Directions - Render each line of the material below as a row in a Markdown table, omitting blank lines. Use two columns: Row for the row number and Text for the line.

Raw data start

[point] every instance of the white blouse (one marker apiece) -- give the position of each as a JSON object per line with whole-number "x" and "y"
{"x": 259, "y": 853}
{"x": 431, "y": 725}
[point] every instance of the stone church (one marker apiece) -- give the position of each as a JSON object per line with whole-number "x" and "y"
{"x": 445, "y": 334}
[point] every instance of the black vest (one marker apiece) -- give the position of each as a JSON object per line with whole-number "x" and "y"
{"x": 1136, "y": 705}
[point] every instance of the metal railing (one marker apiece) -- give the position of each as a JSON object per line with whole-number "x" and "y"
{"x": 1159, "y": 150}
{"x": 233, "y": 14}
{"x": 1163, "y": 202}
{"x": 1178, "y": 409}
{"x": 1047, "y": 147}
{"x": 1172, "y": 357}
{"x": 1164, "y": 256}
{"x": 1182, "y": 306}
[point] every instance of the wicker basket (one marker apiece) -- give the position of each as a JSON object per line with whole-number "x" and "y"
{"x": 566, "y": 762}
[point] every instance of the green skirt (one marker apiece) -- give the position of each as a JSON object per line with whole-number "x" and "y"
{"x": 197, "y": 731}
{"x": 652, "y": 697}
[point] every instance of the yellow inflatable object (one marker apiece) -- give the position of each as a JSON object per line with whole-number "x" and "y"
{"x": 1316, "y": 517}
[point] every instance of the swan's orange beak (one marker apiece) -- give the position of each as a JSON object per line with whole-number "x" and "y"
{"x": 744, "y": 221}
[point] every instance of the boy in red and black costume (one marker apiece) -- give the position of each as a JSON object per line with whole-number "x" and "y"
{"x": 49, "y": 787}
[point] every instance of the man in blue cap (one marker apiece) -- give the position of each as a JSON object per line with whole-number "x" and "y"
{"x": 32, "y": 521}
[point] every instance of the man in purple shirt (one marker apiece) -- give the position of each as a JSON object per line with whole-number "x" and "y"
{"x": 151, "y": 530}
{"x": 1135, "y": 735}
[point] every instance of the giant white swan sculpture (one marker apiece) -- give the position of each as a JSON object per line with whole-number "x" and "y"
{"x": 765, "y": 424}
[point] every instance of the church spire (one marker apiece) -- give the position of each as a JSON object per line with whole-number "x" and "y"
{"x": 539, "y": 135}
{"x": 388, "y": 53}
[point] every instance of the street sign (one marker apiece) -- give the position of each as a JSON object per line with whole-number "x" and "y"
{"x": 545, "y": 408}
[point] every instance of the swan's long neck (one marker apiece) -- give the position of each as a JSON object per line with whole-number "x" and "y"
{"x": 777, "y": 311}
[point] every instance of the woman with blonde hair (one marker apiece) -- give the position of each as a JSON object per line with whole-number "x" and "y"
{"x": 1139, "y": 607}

Raw data end

Exercise solution -
| Row | Text |
|---|---|
| 1 | [point] every instance of the white blouse (one marker apiece) -- give the position of each as a JSON object per line with whole-number "x" and "y" |
| 2 | {"x": 259, "y": 853} |
| 3 | {"x": 431, "y": 725} |
| 4 | [point] every instance of the stone church (one marker apiece) -- give the position of each as a JSON object per line with whole-number "x" and "y" |
| 5 | {"x": 445, "y": 334} |
| 6 | [point] every instance of the black vest (one marker apiece) -- give the position of each as a JSON object per line with whole-number "x" and "y" |
| 7 | {"x": 1136, "y": 705} |
| 8 | [point] every instance of the metal railing (one marker apiece) -- give the position of each as a JSON object per line with whole-number "x" and "y" |
| 9 | {"x": 1159, "y": 150} |
| 10 | {"x": 233, "y": 14} |
| 11 | {"x": 1163, "y": 202} |
| 12 | {"x": 1178, "y": 409} |
| 13 | {"x": 1047, "y": 147} |
| 14 | {"x": 1172, "y": 357} |
| 15 | {"x": 1164, "y": 256} |
| 16 | {"x": 1182, "y": 306} |
| 17 | [point] every instance of the wicker basket (one marker apiece) -- give the position of each as a JSON object per line with whole-number "x" and "y" |
| 18 | {"x": 566, "y": 762} |
| 19 | [point] every instance of the green skirt (one marker apiece) -- give the position of each as a JSON object per line with whole-number "x" and "y" |
| 20 | {"x": 197, "y": 731} |
| 21 | {"x": 652, "y": 697} |
| 22 | [point] every instance of the yellow inflatable object (one marker apiece) -- give the position of each as a JSON object per line with whole-number "x" and "y" |
| 23 | {"x": 1316, "y": 517} |
| 24 | [point] every instance of the swan's orange beak (one marker apiece) -- give the position of each as a JSON object per line with whole-number "x" and "y" |
| 25 | {"x": 744, "y": 221} |
| 26 | [point] every instance of the boy in red and black costume (one marker apiece) -- give the position of each as a JSON object per line with whole-number "x" and "y" |
| 27 | {"x": 49, "y": 787} |
| 28 | [point] every instance of the man in blue cap (one marker apiece) -- give the position of each as a JSON object per line with whole-number "x" and "y" |
| 29 | {"x": 32, "y": 521} |
| 30 | [point] every instance of the man in purple shirt (one marker apiece) -- give the position of each as a JSON object per line with whole-number "x" and "y" |
| 31 | {"x": 151, "y": 530} |
| 32 | {"x": 1135, "y": 735} |
| 33 | [point] every instance of the giant white swan sculpture (one marker apiece) -- give the position of each as a JSON object per line with whole-number "x" and "y" |
| 34 | {"x": 765, "y": 424} |
| 35 | [point] every instance of the church spire (one marker apiece) -- give the position of each as a JSON object per line with whole-number "x" and "y" |
| 36 | {"x": 539, "y": 135} |
| 37 | {"x": 388, "y": 53} |
| 38 | [point] every instance of the street sign (one marker apiece) -- give the position of each as a JSON object per line with whole-number "x" and "y" |
| 39 | {"x": 545, "y": 408} |
| 40 | [point] every instance of the swan's long neck (one marker apiece) -- give the position of each as a JSON object per line with whole-number "x" and "y" |
| 41 | {"x": 777, "y": 311} |
| 42 | [point] every instance of the woman with blonde hair (one marker apiece) -- give the position of each as a JSON object per line with whole-number "x" and "y" |
| 43 | {"x": 1139, "y": 607} |